In the material below, copy the lines from the one containing "of the orange" through the end of the material, replacing "signal-timing desk" with "traffic engineering office" and changing nothing else.

### Source records ###

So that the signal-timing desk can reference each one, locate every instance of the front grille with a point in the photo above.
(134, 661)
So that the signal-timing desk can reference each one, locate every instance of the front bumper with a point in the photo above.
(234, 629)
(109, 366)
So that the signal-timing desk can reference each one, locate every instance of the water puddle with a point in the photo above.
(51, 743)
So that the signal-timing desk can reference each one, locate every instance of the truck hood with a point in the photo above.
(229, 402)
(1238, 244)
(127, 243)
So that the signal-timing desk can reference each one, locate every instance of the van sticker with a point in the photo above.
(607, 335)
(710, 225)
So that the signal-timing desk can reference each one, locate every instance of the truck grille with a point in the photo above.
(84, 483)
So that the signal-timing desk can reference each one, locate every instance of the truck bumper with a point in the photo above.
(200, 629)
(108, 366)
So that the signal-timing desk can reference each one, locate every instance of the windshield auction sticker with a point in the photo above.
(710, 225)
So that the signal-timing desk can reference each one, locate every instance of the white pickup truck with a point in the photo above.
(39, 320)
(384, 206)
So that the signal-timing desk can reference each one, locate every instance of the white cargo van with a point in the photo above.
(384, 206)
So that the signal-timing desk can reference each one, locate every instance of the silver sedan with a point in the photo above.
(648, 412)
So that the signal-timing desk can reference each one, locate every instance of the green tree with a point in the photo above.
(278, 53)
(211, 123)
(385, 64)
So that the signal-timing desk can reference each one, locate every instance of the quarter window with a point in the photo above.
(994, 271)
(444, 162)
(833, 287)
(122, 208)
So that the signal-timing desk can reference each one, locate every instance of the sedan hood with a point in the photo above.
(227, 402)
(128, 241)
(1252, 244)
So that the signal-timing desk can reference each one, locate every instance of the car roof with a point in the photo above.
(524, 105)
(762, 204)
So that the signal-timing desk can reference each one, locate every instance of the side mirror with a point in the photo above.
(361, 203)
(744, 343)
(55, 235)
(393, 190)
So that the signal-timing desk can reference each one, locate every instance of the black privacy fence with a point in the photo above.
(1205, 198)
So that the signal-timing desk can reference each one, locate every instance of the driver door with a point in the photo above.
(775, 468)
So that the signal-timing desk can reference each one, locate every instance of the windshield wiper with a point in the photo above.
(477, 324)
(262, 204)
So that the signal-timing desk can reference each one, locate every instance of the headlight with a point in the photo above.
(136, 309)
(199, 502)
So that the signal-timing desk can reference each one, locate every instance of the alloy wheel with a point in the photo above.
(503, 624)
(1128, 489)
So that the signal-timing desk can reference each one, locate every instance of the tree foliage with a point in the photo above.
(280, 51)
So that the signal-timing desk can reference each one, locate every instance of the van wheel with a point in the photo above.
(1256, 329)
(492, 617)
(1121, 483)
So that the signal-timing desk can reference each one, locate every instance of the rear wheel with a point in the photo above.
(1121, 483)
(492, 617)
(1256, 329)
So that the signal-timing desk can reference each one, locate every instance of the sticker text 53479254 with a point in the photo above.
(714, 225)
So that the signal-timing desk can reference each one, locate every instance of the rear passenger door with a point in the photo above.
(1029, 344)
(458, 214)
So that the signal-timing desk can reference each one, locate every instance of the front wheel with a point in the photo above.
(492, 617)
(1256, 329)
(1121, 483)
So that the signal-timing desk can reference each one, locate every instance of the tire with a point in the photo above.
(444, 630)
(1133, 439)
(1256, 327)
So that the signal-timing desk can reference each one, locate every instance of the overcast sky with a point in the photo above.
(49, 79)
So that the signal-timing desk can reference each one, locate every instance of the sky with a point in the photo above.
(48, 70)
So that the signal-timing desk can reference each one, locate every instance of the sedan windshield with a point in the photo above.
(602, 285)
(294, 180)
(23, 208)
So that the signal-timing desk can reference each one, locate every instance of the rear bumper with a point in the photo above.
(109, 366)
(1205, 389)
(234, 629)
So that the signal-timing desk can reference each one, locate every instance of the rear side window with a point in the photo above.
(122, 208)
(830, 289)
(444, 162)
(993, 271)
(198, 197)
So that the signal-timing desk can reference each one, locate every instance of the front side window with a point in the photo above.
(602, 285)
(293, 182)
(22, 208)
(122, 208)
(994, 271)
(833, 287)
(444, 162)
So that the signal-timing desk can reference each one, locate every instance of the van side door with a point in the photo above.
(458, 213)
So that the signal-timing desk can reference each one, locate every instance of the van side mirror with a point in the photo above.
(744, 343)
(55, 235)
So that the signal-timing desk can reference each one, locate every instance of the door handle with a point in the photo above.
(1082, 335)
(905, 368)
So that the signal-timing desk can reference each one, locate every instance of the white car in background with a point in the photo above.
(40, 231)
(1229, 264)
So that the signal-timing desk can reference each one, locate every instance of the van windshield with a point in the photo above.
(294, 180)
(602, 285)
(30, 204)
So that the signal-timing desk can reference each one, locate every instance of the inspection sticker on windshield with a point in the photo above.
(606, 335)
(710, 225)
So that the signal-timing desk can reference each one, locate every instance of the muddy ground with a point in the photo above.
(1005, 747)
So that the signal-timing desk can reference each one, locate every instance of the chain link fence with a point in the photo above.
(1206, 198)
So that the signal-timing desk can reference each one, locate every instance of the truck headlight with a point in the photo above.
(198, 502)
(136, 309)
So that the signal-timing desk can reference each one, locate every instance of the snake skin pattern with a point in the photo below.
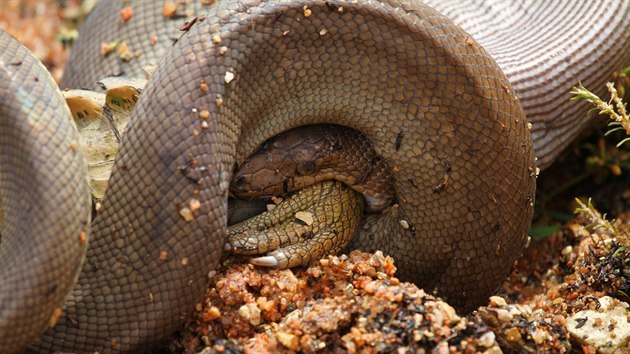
(436, 106)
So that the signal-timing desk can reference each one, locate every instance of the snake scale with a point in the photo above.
(437, 106)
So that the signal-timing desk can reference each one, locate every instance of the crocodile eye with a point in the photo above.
(239, 182)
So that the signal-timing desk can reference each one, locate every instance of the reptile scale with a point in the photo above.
(436, 101)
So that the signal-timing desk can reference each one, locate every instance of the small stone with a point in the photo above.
(305, 217)
(186, 214)
(229, 76)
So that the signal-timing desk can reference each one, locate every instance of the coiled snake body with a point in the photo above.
(435, 104)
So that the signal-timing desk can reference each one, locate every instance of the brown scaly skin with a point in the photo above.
(435, 105)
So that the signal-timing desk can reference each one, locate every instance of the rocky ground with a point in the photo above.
(568, 294)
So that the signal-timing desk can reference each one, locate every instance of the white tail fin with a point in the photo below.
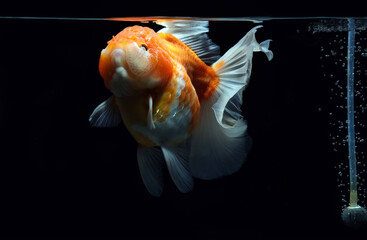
(220, 143)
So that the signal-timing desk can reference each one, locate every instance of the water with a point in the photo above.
(61, 177)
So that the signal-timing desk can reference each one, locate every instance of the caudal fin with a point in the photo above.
(220, 144)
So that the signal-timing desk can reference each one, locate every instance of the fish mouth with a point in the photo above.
(121, 83)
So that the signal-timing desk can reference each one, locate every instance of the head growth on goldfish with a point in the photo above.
(138, 56)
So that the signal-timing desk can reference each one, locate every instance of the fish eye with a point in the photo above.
(144, 46)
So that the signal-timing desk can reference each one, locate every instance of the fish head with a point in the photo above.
(134, 60)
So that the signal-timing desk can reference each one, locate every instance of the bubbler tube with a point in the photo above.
(353, 215)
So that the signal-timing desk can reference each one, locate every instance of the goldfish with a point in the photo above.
(179, 99)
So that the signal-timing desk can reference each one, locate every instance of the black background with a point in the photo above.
(61, 178)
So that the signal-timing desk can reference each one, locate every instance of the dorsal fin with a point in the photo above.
(193, 34)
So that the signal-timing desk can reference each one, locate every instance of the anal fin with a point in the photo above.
(177, 157)
(150, 161)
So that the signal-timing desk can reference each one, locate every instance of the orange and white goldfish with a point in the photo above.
(179, 99)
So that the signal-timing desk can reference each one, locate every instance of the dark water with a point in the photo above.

###

Exercise answer:
So that the traffic engineering office can reference each one, locate every instance of the orange and white goldfish with a point in the photo above.
(179, 99)
So that the traffic engineering office can reference each one, locate every instance of the dark water with a point in the photo above.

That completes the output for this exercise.